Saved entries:
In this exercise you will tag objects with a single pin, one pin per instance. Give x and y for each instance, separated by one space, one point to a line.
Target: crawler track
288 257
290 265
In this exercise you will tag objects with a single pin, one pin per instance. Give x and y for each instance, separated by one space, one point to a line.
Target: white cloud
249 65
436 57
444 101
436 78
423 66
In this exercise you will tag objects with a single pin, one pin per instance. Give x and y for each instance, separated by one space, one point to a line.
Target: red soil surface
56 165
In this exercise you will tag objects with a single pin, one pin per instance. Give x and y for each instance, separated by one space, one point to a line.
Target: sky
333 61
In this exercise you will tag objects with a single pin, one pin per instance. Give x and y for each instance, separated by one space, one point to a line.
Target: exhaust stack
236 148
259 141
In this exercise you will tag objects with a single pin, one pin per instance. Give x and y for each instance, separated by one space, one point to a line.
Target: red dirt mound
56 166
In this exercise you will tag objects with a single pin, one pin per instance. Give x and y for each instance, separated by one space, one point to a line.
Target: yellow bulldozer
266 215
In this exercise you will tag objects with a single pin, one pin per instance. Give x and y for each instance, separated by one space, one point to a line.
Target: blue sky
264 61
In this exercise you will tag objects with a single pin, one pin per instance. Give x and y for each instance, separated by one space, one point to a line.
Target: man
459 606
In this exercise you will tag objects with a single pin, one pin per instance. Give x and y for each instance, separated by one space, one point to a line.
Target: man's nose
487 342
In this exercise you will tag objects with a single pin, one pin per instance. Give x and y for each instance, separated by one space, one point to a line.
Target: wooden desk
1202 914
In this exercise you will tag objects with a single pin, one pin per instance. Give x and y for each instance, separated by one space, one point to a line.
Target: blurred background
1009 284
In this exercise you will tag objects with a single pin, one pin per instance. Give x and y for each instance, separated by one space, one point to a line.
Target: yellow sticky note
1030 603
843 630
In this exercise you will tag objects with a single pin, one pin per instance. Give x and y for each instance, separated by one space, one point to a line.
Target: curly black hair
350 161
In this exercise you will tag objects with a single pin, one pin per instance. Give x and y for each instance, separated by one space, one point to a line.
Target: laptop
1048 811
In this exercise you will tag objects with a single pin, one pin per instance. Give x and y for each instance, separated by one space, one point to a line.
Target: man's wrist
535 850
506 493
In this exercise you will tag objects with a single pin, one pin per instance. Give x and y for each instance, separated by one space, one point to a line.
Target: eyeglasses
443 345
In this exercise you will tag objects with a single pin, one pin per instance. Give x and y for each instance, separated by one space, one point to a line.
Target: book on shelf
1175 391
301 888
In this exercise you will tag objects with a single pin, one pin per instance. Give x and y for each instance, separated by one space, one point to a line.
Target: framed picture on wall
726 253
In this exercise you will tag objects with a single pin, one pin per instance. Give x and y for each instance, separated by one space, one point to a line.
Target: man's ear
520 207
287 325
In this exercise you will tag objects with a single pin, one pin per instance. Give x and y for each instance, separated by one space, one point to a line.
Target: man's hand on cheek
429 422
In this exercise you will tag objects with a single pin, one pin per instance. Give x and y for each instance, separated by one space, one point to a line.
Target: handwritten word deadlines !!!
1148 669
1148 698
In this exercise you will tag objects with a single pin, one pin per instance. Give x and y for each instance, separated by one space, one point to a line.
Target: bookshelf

Task instructions: Output the lines above verbatim and in full.

Exercise output:
In this exercise you will tag objects with a single pin, one pin per instance. Give x and y for each instance, separated by one space, one point to a line.
Target: crawler track
288 257
290 265
In this exercise you will tag objects with a single pin, one pin per instance. Give x and y for each instance, separated by one space, one point to a line.
Target: white cloud
249 65
436 57
444 101
436 78
423 66
In this exercise you will tag objects with a single pin, one pin per instance. Give x and y for each instance, separated by one space, one point to a line.
Target: red soil surface
56 165
In this exercise you will tag objects with a single pin, one pin per instance. Give x and y for each instance, separated by one space, one point to a line.
Target: sky
333 61
In this exercise you will tag objects with a single pin, one pin per instance. Give x and y for each instance, separated by one space, one point to a line.
Target: exhaust stack
236 148
259 141
In this exercise you will tag objects with a single pin, one pin per instance. Give x and y for each instance, separated by one space, one point to a line.
Target: red dirt mound
56 166
In this exercise you will tag objects with a single pin, one pin per instance. Give x and y for each instance, separated by one space, one point to a line.
Target: yellow bulldozer
266 215
In this exercise you will tag objects with a single pin, one pin per instance. Give x and y for each instance, separated by one space, one point to a line.
Target: blue sky
264 61
In this exercise you will tag objects with a single pin, one pin per instance. Give x and y for each instance, separated by one space, one point to a line.
Target: man
459 606
In this exercise you will tag objects with a single pin, one pin per instance. Give x and y for each instance, separated by one space, one point to a line.
Target: man's nose
487 342
In this exercise you will tag objects with a single pin, one pin per instance. Give x and y for each instance, separated by one space, one point to a line.
Target: wooden desk
1202 914
In this exercise you will tag objects with a single pin, one pin per instance. Give x and y for each instance, separated by one space, one point to a line.
Target: blurred background
1009 284
In this exercise you will tag objects with a single pin, one pin per instance. Give x and y for each instance, separated by one space, one point to a line.
Target: yellow sticky note
1030 603
843 630
In this exercise you will tag objects with a single pin, one pin per instance. Give x and y for each instance, separated by one space, one point to a line.
Target: curly black hair
350 161
In this exercise you will tag objects with a single pin, one pin per instance. Give x and y for each instance, separated by one space, one point to a line.
Target: laptop
1048 811
In this exercise you will tag objects with a single pin, one pin per instance. Give x and y for each instance, separated by one space, one point to a line.
Target: man's wrist
535 850
506 493
In this exercise you will tag objects with a single pin, one pin per instance. Give x and y for each instance, separated by one space, one point to a line.
Target: eyeglasses
443 345
In this exercise you will tag objects with a single pin, one pin per instance. Give x and y for each instance, separated by one space, one point to a line.
Target: book on shelf
1175 391
301 888
In this exercise you will tag objects with a single pin, one pin per instance. Give x and y for each instance, separated by one space, one point to a line.
Target: framed picture on wall
726 253
In this exercise you will tag objects with a single pin, one pin per instance. Give x and y for each instance, separated by one space, one point to a line.
Target: man's ear
520 207
287 325
In this exercise you will tag objects with a single pin, one pin per instance. Give x and y for each instance, separated by one space, one point to a line.
Target: man's hand on cheek
429 422
In this exercise you will tag objects with a single pin, one pin per instance. Give x and y for each instance, separated by one space, one point to a line.
Target: handwritten word deadlines !!!
1148 669
1148 698
In this exercise you will tag objects with a single pin, one pin per instance. Give x and y for each instance, separated by one space, one point to a line.
Target: bookshelf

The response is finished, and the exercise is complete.